# EXERCISE GOAL
Rewrite the data starting with the line that contains "In this exercise you will spot the woman with" and going on through the line that contains "<point>12,45</point>", swapping "tent pole" for "support pole" and keeping everything else the same.

═════ DATA PROVIDED ═════

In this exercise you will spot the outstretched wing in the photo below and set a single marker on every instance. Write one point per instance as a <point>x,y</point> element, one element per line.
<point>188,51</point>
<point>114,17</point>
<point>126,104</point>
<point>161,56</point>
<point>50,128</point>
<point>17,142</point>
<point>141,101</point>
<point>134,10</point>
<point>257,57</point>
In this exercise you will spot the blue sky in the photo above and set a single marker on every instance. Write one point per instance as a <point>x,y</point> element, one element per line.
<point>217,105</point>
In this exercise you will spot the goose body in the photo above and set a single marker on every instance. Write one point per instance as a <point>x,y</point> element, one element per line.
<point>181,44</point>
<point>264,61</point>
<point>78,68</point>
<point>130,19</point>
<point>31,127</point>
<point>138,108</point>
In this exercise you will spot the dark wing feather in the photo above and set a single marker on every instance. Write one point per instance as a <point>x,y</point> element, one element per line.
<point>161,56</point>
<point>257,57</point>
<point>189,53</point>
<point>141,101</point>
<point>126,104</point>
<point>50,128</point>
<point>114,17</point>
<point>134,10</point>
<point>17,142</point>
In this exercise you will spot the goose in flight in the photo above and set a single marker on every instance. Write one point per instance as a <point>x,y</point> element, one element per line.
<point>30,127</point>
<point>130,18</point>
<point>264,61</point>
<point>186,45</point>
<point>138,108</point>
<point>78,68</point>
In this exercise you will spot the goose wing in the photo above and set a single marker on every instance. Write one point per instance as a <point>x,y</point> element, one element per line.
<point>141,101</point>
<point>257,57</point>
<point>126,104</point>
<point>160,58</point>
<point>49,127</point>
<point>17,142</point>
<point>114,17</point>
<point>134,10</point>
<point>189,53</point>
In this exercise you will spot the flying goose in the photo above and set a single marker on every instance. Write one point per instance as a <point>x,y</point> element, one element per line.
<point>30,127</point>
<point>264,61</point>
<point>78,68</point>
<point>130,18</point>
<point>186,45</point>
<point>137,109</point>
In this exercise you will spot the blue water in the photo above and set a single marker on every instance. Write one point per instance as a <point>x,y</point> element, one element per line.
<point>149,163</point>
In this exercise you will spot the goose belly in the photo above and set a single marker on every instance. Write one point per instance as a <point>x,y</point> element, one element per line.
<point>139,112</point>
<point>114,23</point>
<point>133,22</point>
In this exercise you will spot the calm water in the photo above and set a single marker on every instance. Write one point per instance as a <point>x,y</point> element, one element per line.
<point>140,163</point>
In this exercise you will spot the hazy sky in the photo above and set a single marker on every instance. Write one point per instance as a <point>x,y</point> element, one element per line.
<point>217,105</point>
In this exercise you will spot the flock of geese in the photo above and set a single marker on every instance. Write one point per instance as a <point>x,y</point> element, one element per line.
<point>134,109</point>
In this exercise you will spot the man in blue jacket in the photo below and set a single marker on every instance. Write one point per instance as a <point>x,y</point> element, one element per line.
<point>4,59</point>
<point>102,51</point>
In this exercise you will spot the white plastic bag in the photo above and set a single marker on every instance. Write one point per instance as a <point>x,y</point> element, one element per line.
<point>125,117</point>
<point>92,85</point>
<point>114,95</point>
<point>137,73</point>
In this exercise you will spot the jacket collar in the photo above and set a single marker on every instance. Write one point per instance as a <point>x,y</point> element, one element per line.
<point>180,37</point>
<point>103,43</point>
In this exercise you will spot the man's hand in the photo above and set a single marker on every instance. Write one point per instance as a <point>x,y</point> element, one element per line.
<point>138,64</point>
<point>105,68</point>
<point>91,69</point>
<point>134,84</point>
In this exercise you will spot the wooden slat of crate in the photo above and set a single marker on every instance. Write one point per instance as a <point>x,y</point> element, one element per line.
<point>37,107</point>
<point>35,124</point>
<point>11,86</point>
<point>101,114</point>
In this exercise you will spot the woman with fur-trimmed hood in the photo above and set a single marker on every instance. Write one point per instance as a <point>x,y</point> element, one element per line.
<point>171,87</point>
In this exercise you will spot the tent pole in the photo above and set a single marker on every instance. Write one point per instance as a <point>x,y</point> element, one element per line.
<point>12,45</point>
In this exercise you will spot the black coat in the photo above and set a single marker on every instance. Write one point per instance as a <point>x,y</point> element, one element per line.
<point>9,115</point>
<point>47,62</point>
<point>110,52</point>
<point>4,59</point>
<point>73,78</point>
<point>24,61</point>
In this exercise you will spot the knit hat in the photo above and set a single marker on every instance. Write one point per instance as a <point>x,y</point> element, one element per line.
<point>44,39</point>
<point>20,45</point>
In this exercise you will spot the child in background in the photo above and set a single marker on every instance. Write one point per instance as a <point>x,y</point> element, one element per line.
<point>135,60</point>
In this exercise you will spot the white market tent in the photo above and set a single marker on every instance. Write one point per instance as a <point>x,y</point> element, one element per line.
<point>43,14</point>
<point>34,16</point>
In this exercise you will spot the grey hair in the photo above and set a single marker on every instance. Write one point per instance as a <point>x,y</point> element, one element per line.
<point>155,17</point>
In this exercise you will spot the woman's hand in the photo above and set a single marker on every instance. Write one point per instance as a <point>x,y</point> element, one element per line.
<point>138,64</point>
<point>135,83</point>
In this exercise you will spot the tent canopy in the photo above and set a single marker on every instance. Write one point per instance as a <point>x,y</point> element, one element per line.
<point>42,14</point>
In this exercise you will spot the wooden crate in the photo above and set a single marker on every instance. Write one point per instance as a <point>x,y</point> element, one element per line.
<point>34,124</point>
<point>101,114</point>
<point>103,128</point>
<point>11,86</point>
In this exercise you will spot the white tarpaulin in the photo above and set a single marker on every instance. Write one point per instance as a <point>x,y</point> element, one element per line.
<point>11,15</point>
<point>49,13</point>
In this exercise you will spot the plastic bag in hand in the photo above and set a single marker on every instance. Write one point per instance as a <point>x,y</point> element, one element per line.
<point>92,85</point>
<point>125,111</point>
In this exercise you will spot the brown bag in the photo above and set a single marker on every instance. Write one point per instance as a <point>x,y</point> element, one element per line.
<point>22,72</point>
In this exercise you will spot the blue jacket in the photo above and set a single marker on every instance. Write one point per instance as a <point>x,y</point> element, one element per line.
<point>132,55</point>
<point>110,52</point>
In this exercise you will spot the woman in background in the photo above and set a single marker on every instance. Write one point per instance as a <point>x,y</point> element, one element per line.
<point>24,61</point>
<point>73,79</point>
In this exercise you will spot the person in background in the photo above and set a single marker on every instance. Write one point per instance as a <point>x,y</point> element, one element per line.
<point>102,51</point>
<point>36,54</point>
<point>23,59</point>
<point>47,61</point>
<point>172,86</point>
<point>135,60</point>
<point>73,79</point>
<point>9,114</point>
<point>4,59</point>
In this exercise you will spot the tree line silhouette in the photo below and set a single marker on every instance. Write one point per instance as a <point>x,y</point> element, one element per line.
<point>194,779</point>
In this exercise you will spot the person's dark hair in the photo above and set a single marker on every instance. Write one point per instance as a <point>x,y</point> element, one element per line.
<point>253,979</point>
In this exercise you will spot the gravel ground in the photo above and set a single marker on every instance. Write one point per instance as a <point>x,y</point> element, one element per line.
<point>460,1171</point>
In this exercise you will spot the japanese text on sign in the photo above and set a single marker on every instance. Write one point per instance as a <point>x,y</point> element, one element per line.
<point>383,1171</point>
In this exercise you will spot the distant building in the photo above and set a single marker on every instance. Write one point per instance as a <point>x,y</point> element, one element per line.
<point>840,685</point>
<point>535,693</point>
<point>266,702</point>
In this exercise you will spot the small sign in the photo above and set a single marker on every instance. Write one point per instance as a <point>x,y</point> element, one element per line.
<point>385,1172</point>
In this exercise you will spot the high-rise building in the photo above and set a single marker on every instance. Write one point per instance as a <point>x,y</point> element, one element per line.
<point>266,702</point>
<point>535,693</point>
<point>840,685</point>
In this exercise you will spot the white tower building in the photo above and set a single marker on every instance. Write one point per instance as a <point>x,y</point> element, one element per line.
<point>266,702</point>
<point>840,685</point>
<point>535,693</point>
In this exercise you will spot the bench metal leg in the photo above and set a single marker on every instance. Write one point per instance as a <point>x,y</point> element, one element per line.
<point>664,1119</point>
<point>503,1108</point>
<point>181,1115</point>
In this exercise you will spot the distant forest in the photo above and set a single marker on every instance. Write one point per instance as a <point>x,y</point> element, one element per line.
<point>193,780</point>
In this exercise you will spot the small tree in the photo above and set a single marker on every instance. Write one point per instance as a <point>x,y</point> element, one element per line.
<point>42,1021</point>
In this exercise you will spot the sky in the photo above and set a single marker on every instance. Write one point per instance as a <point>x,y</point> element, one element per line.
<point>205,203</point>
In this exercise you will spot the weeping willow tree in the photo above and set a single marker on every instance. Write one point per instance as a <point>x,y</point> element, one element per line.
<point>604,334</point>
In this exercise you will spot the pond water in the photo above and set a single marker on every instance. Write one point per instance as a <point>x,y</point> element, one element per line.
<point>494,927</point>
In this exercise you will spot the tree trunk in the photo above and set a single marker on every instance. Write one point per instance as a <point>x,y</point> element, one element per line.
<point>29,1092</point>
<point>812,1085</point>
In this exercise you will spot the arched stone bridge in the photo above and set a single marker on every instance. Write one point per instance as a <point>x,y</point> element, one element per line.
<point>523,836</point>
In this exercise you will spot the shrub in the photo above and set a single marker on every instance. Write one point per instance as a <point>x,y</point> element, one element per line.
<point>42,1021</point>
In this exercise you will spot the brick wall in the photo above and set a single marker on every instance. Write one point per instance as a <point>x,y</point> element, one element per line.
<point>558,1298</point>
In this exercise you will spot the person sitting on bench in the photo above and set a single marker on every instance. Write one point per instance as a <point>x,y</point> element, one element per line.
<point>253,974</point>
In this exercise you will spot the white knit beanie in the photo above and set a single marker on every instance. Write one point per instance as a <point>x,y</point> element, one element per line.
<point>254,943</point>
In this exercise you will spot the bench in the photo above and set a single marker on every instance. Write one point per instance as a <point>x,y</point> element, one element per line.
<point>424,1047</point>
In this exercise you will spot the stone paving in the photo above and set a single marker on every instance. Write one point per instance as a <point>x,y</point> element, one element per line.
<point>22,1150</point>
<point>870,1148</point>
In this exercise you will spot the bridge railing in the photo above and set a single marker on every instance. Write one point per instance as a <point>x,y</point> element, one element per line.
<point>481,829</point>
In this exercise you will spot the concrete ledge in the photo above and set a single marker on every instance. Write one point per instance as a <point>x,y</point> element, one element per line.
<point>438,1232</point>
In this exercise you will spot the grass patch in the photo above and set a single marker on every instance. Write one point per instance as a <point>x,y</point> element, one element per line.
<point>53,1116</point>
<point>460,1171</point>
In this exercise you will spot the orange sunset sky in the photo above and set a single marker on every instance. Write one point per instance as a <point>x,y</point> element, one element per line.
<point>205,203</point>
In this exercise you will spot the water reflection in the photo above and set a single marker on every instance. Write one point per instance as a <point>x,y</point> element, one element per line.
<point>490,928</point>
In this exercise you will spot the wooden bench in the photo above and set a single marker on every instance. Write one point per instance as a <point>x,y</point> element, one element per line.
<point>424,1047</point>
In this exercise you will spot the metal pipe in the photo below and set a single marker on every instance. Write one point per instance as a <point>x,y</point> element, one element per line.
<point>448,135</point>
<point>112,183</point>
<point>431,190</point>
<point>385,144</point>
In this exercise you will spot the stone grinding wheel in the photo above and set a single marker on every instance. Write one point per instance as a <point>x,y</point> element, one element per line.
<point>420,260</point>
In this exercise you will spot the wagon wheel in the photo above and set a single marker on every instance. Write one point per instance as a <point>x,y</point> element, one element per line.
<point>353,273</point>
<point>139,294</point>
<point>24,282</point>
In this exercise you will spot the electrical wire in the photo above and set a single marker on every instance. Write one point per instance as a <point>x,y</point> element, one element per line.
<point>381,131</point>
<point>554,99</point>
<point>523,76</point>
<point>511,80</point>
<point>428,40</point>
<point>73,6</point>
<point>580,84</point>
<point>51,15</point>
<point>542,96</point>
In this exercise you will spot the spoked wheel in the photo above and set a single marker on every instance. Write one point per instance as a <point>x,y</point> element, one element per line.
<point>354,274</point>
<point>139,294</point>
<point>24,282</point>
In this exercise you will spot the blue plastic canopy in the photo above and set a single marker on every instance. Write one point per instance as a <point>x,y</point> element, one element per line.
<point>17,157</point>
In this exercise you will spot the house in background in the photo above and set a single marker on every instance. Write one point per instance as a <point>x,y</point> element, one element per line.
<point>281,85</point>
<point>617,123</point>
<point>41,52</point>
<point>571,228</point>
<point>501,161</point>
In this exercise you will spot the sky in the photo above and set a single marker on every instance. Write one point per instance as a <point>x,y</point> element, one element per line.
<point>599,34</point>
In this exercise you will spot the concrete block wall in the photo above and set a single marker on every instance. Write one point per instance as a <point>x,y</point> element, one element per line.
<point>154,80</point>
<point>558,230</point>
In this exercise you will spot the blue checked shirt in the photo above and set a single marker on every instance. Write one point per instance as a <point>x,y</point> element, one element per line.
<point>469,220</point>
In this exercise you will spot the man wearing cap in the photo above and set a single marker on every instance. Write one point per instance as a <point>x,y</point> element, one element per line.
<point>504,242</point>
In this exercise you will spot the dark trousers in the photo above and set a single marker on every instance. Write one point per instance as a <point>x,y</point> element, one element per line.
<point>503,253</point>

═════

# RESULT OF THE TASK
In this exercise you will spot the woman with fur-trimmed hood in the photo above and set a single marker on every instance. Write one point per instance as a <point>x,y</point> element, one element per line.
<point>171,87</point>
In this exercise you will spot the support pole in the photo above and set a single marker on every instance. Write one point per instance as a <point>x,y</point> element, one element per line.
<point>12,45</point>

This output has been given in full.